Monday, February 5, 2018

Job's mystical hope (Cynthia Bourgeault)


   The book of Job… is perhaps the most relentless pilgrimage to the wellsprings of hope in all western literature.  Under the terms of a mythical cosmic wager between God and Satan, Job’s fortunes are suddenly and devastatingly upset.  Wives, children, goods, even his health are all taken away.  And as if this were not enough, his friends who arrive to comfort him set out systematically to destroy what little is left to him—his trust in a coherent universe and in his own innocence.

   Yet curiously, as the story unfolds, Job’s faith and hope seem to grow stronger and stronger… What seems to take wing in him is a single-hearted yearning to see God face to face, and a lyrical certainty that his redeemer lives.  In one of the most extraordinary passages every written, Job sits destitute amid the wreckage of what was once his life, and sings:

            I know that my Redeemer lives,
            and that in the end he will stand upon the earth.

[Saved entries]

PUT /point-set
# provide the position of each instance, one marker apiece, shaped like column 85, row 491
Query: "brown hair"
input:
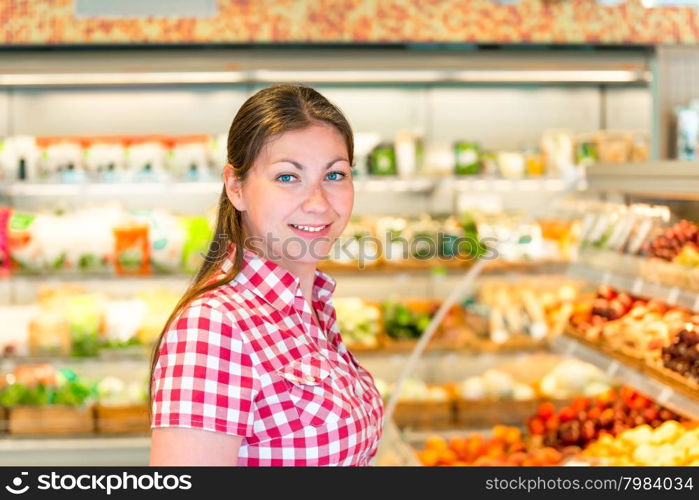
column 265, row 115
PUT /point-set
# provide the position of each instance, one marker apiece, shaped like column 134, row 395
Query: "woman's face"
column 298, row 195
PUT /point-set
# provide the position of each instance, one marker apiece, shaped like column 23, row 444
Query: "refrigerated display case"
column 496, row 328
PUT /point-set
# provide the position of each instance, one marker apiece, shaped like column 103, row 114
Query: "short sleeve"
column 204, row 379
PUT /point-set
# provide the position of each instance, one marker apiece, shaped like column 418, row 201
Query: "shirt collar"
column 274, row 284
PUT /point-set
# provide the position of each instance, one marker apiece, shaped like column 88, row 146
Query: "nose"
column 316, row 201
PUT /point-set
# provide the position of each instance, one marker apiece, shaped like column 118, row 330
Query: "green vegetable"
column 73, row 393
column 12, row 395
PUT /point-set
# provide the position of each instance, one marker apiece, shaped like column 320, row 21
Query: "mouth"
column 310, row 228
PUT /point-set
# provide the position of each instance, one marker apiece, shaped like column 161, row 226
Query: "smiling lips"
column 310, row 229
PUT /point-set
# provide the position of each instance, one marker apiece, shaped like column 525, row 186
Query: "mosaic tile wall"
column 32, row 22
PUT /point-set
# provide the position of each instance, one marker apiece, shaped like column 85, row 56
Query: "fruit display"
column 682, row 355
column 586, row 419
column 408, row 319
column 107, row 240
column 505, row 447
column 648, row 333
column 42, row 400
column 68, row 321
column 512, row 313
column 359, row 321
column 506, row 394
column 415, row 390
column 632, row 325
column 453, row 241
column 38, row 385
column 669, row 444
column 676, row 243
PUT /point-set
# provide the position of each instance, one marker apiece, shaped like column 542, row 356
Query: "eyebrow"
column 300, row 167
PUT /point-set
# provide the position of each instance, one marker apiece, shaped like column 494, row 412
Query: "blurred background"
column 558, row 135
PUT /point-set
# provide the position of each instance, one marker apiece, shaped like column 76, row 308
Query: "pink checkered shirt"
column 248, row 359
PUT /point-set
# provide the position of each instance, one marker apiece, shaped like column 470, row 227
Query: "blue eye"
column 333, row 176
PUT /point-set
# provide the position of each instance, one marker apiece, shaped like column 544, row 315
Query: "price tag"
column 673, row 295
column 637, row 287
column 612, row 369
column 664, row 395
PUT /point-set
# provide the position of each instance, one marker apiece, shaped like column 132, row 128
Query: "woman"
column 251, row 368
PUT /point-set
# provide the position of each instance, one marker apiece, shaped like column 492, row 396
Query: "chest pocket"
column 316, row 397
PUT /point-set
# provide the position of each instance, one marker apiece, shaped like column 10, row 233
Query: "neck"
column 305, row 272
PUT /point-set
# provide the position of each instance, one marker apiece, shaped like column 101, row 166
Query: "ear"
column 234, row 188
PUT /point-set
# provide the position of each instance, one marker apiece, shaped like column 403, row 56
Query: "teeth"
column 309, row 228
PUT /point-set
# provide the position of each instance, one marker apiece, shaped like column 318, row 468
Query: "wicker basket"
column 132, row 419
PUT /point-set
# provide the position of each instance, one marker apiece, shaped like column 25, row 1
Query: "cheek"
column 268, row 207
column 343, row 202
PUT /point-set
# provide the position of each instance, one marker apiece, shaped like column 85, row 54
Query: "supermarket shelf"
column 655, row 385
column 448, row 267
column 668, row 179
column 75, row 451
column 415, row 184
column 494, row 185
column 635, row 285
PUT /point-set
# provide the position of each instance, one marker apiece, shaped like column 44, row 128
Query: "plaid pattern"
column 248, row 359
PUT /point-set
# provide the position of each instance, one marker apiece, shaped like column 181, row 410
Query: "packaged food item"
column 687, row 132
column 382, row 160
column 364, row 143
column 33, row 246
column 424, row 238
column 394, row 235
column 558, row 149
column 408, row 151
column 511, row 165
column 198, row 235
column 5, row 213
column 49, row 333
column 106, row 161
column 63, row 161
column 613, row 147
column 357, row 245
column 640, row 146
column 146, row 162
column 19, row 158
column 467, row 158
column 535, row 162
column 166, row 236
column 132, row 249
column 123, row 320
column 188, row 160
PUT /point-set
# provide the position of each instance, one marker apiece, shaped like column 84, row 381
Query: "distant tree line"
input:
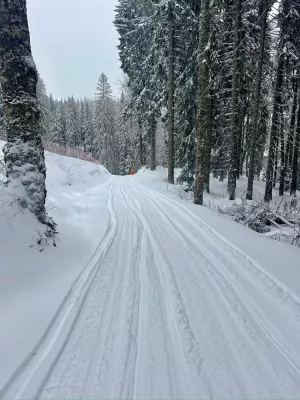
column 223, row 75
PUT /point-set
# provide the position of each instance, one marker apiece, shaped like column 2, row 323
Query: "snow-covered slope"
column 177, row 301
column 34, row 282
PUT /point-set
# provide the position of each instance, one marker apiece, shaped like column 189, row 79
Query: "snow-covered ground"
column 32, row 283
column 178, row 301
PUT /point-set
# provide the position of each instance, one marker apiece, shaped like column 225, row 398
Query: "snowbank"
column 33, row 283
column 279, row 260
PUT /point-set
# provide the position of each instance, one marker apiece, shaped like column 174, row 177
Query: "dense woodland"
column 211, row 88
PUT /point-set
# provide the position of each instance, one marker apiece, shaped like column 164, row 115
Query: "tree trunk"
column 203, row 119
column 24, row 153
column 208, row 145
column 141, row 143
column 283, row 156
column 274, row 129
column 296, row 154
column 275, row 169
column 232, row 173
column 263, row 15
column 171, row 89
column 153, row 143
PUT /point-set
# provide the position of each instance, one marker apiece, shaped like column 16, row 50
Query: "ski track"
column 166, row 308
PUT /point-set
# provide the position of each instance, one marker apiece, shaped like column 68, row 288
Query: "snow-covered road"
column 166, row 308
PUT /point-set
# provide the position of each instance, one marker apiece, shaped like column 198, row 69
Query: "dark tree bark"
column 263, row 15
column 141, row 143
column 203, row 119
column 208, row 145
column 277, row 103
column 233, row 146
column 171, row 88
column 282, row 162
column 24, row 153
column 288, row 154
column 296, row 153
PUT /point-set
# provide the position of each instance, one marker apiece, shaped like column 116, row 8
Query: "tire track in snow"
column 180, row 323
column 149, row 272
column 244, row 307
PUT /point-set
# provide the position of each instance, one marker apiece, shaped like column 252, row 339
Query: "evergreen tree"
column 23, row 153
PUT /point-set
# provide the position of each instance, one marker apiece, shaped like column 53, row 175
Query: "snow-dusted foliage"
column 24, row 153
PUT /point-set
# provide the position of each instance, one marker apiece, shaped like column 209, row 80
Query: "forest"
column 212, row 89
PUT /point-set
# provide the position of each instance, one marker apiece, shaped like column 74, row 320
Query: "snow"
column 176, row 302
column 33, row 283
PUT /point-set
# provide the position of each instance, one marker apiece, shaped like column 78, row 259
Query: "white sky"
column 73, row 41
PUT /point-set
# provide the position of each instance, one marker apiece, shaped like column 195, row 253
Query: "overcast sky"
column 73, row 41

### SET PROBLEM
Reproduce the passage on Job's hope word for word, starting at "The book of" and ending at "his own innocence.". This listing was taken from a different source than the text.

### SOLUTION TO THE EXERCISE
The book of Job… is perhaps the most relentless pilgrimage to the wellsprings of hope in all western literature.  Under the terms of a mythical cosmic wager between God and Satan, Job’s fortunes are suddenly and devastatingly upset.  Wives, children, goods, even his health are all taken away.  And as if this were not enough, his friends who arrive to comfort him set out systematically to destroy what little is left to him—his trust in a coherent universe and in his own innocence.